— Start INPUT —

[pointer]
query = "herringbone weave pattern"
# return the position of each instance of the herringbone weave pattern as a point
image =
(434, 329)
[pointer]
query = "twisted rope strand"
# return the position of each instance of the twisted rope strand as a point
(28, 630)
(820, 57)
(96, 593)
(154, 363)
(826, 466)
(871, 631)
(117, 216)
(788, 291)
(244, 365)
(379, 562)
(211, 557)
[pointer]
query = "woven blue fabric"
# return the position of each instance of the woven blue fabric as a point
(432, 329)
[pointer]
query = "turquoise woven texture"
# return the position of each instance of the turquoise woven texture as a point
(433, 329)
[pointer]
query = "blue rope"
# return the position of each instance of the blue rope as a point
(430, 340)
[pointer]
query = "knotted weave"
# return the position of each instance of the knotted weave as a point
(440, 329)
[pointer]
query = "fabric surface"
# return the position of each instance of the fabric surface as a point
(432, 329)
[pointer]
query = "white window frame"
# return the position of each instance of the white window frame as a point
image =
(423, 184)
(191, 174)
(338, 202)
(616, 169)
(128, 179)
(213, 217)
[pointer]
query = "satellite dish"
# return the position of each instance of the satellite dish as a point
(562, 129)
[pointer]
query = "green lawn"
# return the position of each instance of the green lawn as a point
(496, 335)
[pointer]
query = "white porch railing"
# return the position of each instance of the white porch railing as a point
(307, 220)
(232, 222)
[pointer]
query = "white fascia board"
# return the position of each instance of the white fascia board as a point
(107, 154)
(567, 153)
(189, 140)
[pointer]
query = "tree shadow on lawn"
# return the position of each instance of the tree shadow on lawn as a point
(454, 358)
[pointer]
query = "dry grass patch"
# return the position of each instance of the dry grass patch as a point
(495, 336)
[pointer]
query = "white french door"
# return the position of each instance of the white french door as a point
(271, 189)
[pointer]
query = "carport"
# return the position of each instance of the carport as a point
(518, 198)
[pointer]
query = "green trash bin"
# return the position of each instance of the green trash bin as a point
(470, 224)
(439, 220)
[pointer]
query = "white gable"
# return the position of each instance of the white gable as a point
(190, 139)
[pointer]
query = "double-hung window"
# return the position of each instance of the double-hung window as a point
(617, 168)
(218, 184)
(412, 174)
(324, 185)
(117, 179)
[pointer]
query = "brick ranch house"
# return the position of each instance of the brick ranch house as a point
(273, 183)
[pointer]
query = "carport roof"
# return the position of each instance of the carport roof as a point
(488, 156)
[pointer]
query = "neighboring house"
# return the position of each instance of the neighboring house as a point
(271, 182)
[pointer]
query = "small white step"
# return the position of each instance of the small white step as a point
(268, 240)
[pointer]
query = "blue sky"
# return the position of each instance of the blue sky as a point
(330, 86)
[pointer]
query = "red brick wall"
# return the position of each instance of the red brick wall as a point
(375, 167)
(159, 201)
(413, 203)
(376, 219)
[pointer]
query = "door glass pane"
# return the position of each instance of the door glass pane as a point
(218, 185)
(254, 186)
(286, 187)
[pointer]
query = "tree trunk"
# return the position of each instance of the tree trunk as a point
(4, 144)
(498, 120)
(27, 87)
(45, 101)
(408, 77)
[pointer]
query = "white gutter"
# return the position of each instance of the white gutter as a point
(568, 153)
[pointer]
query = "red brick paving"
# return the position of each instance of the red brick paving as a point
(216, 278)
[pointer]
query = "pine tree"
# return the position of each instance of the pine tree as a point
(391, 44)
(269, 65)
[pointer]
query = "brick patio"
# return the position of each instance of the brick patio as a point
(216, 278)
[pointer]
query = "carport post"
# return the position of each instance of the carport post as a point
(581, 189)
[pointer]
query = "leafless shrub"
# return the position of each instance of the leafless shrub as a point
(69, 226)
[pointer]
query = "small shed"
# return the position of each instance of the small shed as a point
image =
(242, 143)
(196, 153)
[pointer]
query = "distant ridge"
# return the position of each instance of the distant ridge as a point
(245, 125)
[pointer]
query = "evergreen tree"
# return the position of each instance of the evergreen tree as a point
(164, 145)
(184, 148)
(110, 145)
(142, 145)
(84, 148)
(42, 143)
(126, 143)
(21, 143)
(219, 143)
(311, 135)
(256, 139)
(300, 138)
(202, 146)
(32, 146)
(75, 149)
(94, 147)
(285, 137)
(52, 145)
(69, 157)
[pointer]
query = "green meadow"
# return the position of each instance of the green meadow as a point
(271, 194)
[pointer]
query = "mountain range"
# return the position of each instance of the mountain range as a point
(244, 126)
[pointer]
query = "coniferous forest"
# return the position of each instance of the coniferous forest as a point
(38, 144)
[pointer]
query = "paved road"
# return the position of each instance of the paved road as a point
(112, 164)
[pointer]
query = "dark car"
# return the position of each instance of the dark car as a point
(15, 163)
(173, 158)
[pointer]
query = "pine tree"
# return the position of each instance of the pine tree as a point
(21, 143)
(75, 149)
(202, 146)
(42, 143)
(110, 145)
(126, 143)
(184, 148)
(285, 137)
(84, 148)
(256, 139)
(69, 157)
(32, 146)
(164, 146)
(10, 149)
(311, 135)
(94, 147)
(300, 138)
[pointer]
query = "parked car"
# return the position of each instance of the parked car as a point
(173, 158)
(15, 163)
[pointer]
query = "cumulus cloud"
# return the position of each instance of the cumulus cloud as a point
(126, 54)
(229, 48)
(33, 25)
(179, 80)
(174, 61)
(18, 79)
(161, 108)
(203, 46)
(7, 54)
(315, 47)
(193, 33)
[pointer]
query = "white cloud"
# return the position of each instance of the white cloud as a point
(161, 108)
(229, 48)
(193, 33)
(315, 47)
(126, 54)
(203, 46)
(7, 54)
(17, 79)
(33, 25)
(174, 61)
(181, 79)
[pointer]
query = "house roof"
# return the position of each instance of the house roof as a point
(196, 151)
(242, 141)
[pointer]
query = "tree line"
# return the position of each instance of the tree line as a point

— End INPUT —

▶ [INSTRUCTIONS FOR THE TASK]: Using the data above, reproduce every line exactly.

▶ [FINISHED TASK]:
[pointer]
query = "herringbone weave pattern"
# return the position of each instance of the herringbone weave pattern as a point
image =
(434, 329)
[pointer]
query = "twisted rope strand"
# return the position of each instance of the twisted rope strand as a point
(28, 630)
(820, 57)
(96, 593)
(154, 363)
(826, 466)
(871, 631)
(117, 216)
(788, 291)
(244, 365)
(379, 562)
(211, 557)
[pointer]
query = "woven blue fabric"
# return the position of each instance of the woven blue fabric as a point
(432, 329)
[pointer]
query = "turquoise woven texture"
# return the position of each instance of the turquoise woven texture as a point
(433, 329)
[pointer]
query = "blue rope"
# return the position of each instance of the blue rope as a point
(430, 340)
[pointer]
query = "knotted weave"
# return the position of each instance of the knotted weave as a point
(440, 329)
[pointer]
query = "fabric surface"
# return the position of each instance of the fabric surface as a point
(432, 329)
[pointer]
query = "white window frame"
# return the position of each instance of the white window frame as a point
image =
(423, 184)
(191, 174)
(338, 202)
(616, 169)
(128, 179)
(213, 217)
[pointer]
query = "satellite dish"
# return the position of each instance of the satellite dish as a point
(562, 129)
[pointer]
query = "green lawn"
# return the position of each instance of the green lawn as a point
(496, 335)
[pointer]
query = "white porch railing"
# return the position of each instance of the white porch railing as a point
(307, 220)
(232, 222)
[pointer]
query = "white fascia board"
# return the position of each instance of the white fascia board as a point
(107, 154)
(567, 153)
(189, 140)
[pointer]
query = "tree shadow on lawn"
# return the position of each instance of the tree shadow on lawn as a point
(454, 358)
[pointer]
query = "dry grass patch"
# return the position of each instance of the dry grass patch as a point
(495, 336)
[pointer]
query = "white french door"
# return the position of each instance of the white french door as a point
(271, 189)
[pointer]
query = "carport"
# return the position of each instance of the carport as a point
(518, 198)
[pointer]
query = "green trash bin"
# return the position of each instance of the green trash bin as a point
(470, 224)
(439, 220)
[pointer]
query = "white gable"
# return the position of each instance of the white gable as a point
(190, 139)
[pointer]
query = "double-hung window"
# return the position of each instance of the double-hung window as a point
(617, 168)
(218, 184)
(412, 174)
(324, 185)
(117, 179)
[pointer]
query = "brick ranch house"
# return the position of each instance of the brick ranch house as a point
(273, 183)
[pointer]
query = "carport roof"
# return the position of each instance of the carport roof as a point
(488, 156)
[pointer]
query = "neighboring house"
# return the position of each instance of the neighboring house as a point
(271, 182)
[pointer]
query = "small white step"
# return the position of each instance of the small white step as a point
(268, 240)
[pointer]
query = "blue sky"
# return the position of each instance of the blue sky as a point
(330, 86)
[pointer]
query = "red brick wall"
# return the position of each instance of the red brick wall as a point
(375, 167)
(159, 201)
(413, 203)
(376, 219)
[pointer]
query = "door glass pane"
# return the position of each instance of the door glass pane as a point
(218, 185)
(254, 186)
(286, 187)
[pointer]
query = "tree trunk"
# return the position of each instance of the tree trunk as a point
(4, 144)
(498, 120)
(27, 87)
(45, 101)
(408, 77)
[pointer]
query = "white gutter"
# return the position of each instance of the white gutter as a point
(568, 153)
[pointer]
query = "red brick paving"
# return the position of each instance of the red brick paving as a point
(216, 278)
[pointer]
query = "pine tree"
# return the position of each instance of the pine tree as a point
(391, 44)
(269, 65)
[pointer]
query = "brick patio"
# return the position of each instance of the brick patio as a point
(216, 278)
[pointer]
query = "carport post"
# return the position of each instance of the carport post as a point
(581, 189)
[pointer]
query = "leafless shrub"
# return the position of each instance of the leafless shrub as a point
(69, 226)
[pointer]
query = "small shed"
# return the position of each instance of the small shed as a point
image =
(242, 143)
(196, 153)
[pointer]
query = "distant ridge"
# return the position of each instance of the distant ridge as a point
(245, 125)
[pointer]
query = "evergreen tree"
# return the position of each instance of the evergreen tree as a point
(164, 145)
(184, 148)
(110, 145)
(142, 145)
(84, 148)
(42, 143)
(126, 143)
(21, 143)
(219, 143)
(311, 135)
(256, 139)
(300, 138)
(202, 146)
(32, 146)
(75, 149)
(94, 147)
(285, 137)
(52, 145)
(69, 157)
[pointer]
query = "green meadow"
# return the position of each instance of the green meadow as a point
(271, 194)
[pointer]
query = "mountain range"
# return the position of each instance of the mountain range as a point
(244, 126)
[pointer]
query = "coniferous forest"
# return the position of each instance of the coniferous forest as a point
(38, 144)
[pointer]
query = "paved road"
# return the position of each instance of the paved road as a point
(112, 164)
[pointer]
query = "dark car"
# return the position of each instance of the dark car as a point
(15, 163)
(173, 158)
[pointer]
query = "pine tree"
# return the position of each instance of the pine tree as a point
(21, 143)
(75, 149)
(202, 146)
(42, 143)
(110, 145)
(126, 143)
(184, 148)
(285, 137)
(84, 148)
(256, 139)
(69, 157)
(32, 146)
(164, 146)
(10, 149)
(311, 135)
(94, 147)
(300, 138)
[pointer]
query = "parked car"
# return the position of each instance of the parked car as a point
(173, 158)
(15, 163)
[pointer]
query = "cumulus cloud"
# return the position of each instance of the cumulus cloud as a point
(126, 54)
(229, 48)
(33, 25)
(179, 80)
(174, 61)
(18, 79)
(161, 108)
(203, 46)
(7, 54)
(315, 47)
(193, 33)
[pointer]
query = "white cloud"
# return the position of each instance of the white cloud as a point
(161, 108)
(229, 48)
(193, 33)
(315, 47)
(126, 54)
(203, 46)
(7, 54)
(17, 79)
(33, 25)
(174, 61)
(181, 79)
[pointer]
query = "house roof"
# return the position of each instance of the house roof as a point
(196, 151)
(242, 141)
[pointer]
query = "tree line"
# return the position of each instance of the tree line as a point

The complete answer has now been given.